To such a contention s. 64 has no application. The Solicitor General's point
must therefore fail.
We are however of the opinion that the
contention of the appellant is without foundation. Section 34 provides that in
the cases mentioned in it, the income may be assessed or reassessed and the
provisions of the Act shall, so far as may be, apply accordingly as if the
notice issued under the section had been issued under s. 22(2) of the Act. Now
the place where an assessment is to be made pursuant to a notice under 488
s.22(2) has to be determined under s. 64. Indeed that is the only provision in
the Act for deciding the proper place for any assessment. There is nothing
which makes s. 64 inapplicable to an assessment made under s. 34. Therefore, it
seems to us clear, that the place where an assessment under s. 34 can be made
has to be decided under s. 64. Now the appellant was not carrying on any
business, profession or vocation. He was working as the Defence Minister of the
Government of India and residing in Delhi. He could be properly assessed by the
Income-tax Officer, Delhi, under s. 64(2) if the assessment was the original
assessment. This is not in dispute. It follows that no objection can
legitimately be taken by the appellant to his assessment under s. 34 by the
Income-tax Officer, Delhi.
We find nothing in the two cases cited by
Mr.Sastri, who appeared for the appellant, to support the contention that in
this case the assessment under s. 34 could not have been made in India at all.
In neither of these cases any question as to the place of assessment tinder s.
34 or any other section arose. In the first, C. V. Govindarajulu v. Commissioner
of Income-tax,, Madras (1), it was held that the proceedings under s. 34 and
the original assessment proceedings were not separate and therefore in the
former, a penalty could be levied under s. 28 for failure to submit a return
pursuant to a general notice under s. 22(1) on which the latter were deemed to
have commenced. It does not follow that because the two assessments are not
separate for certain purposes, the latter must take place only where the first
had been made. In the second, Lakshminarain Bhadani V. Commissioner of
Income-tax, Bihar & Orissa (2), this Court held that a proceeding under s.
34 may be taken against a karta of a Hindu undivided family to reopen an
original assessment on the family, though in the meantime, there had been a
disruption of the family and an order in respect of it had been passed under s.
25A(1) of the Act.
It was said that the position was as if the
Income-tax Officer was proceeding to assess the (1) I.L.R. (1949) Mad. 624 (2)
(1951) 20 I.T.R. 594.
489 income of the Hindu undivided family as
in the year (if assessment. This of course does not mean that the assessment
under s. 34 must take place at the place where the original assessment was made
or not at all.
Then it is said that the Income-tax Officer
reassessed the appellant's income under s. 34 on the basis that part of it, namely,
the dividend that became liable to be included in the appellant's income under
s. 23A, had escaped assessment.
It is contended that on a proper reading of
s. 34 this would not be a case of income escaping assessment because that
section applies to income actually escaping assessment and not to income deemed
to have escaped assessment which is all that has happened in the present case.
It is said that in order that income may escape assessment there must in fact
have been an income. It is also said that in order to apply s. 34 to this case
two fictions have to be resorted to, namely, (a) bringing an income into
existence where none existed and (b) holding that income has escaped assessment
where no income actually did so. It is argued that the language of s. 34 does
not permit two fictions being created, and that as the section reopens a closed
transaction, it must be strictly construed.

++++++++++++++++++++

■ Required task A ■
Summarize the income-tax judgment excerpt in two sentences.
■ Required task B ■
According to the income-tax judgment excerpt, why must the place of an assessment under s. 34 be determined under s. 64?
■ Required task C ■
Pick up the income-tax judgment excerpt after its final sentence and continue it.
The data that follow are separate material from the judgment excerpt.

++++++++++++++++++++

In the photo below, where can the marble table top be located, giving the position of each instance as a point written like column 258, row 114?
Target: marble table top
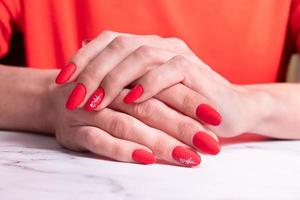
column 36, row 167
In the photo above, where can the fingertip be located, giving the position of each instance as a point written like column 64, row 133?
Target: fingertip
column 134, row 94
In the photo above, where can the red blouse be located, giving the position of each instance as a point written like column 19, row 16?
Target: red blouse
column 241, row 40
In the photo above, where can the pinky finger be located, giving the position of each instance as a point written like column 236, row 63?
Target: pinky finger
column 100, row 142
column 156, row 80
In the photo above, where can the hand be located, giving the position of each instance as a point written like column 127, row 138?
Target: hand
column 98, row 64
column 122, row 137
column 155, row 64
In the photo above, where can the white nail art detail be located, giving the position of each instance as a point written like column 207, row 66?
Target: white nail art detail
column 188, row 161
column 96, row 100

++++++++++++++++++++

■ Result A ■
The Court holds that the place of an assessment under s. 34 is decided under s. 64, so the appellant, who lived in Delhi as Defence Minister and carried on no business, could not object to being assessed under s. 34 by the Income-tax Officer, Delhi. It finds that neither case cited for the appellant supports the view that the assessment could not be made in India, and it then turns to the argument that s. 34 covers only income actually escaping assessment and not income deemed to have escaped it.

■ Result B ■
Section 34 provides that the Act's provisions apply as if the notice had been issued under s. 22(2), and the place of an assessment made on a notice under s. 22(2) is determined under s. 64. Section 64 is the only provision in the Act for deciding the proper place of any assessment, and nothing makes it inapplicable to an assessment under s. 34.

■ Result C ■
Reliance was placed on certain decisions in
support of this contention. First, we were referred to two English cases,
namely, Dodworth v. Dale (1) and D. & G. R. Rankine v. Commissioners Inland
Revenue (2). These cases do not assist the appellant for they were not
concerned with a statutory provision like s. 23A on which the present case
turns and which requires that an assessee would be deemed to have received a
certain income on a specified date in the past and also requires that income to
be included in his total income for assessment to tax. The other case to which
we were referred was the decision of this Court in Chatturam Horliram Ltd. V.
Commissioner of Income-tax, Bihar and Orissa (3) where it was said that the
contention " that the escapement from assessment (1) (1936) 20 T.C. 285.
(2) (1952) 32 T.C. 520.
(3)  2 S.C.R. 290, 300-301.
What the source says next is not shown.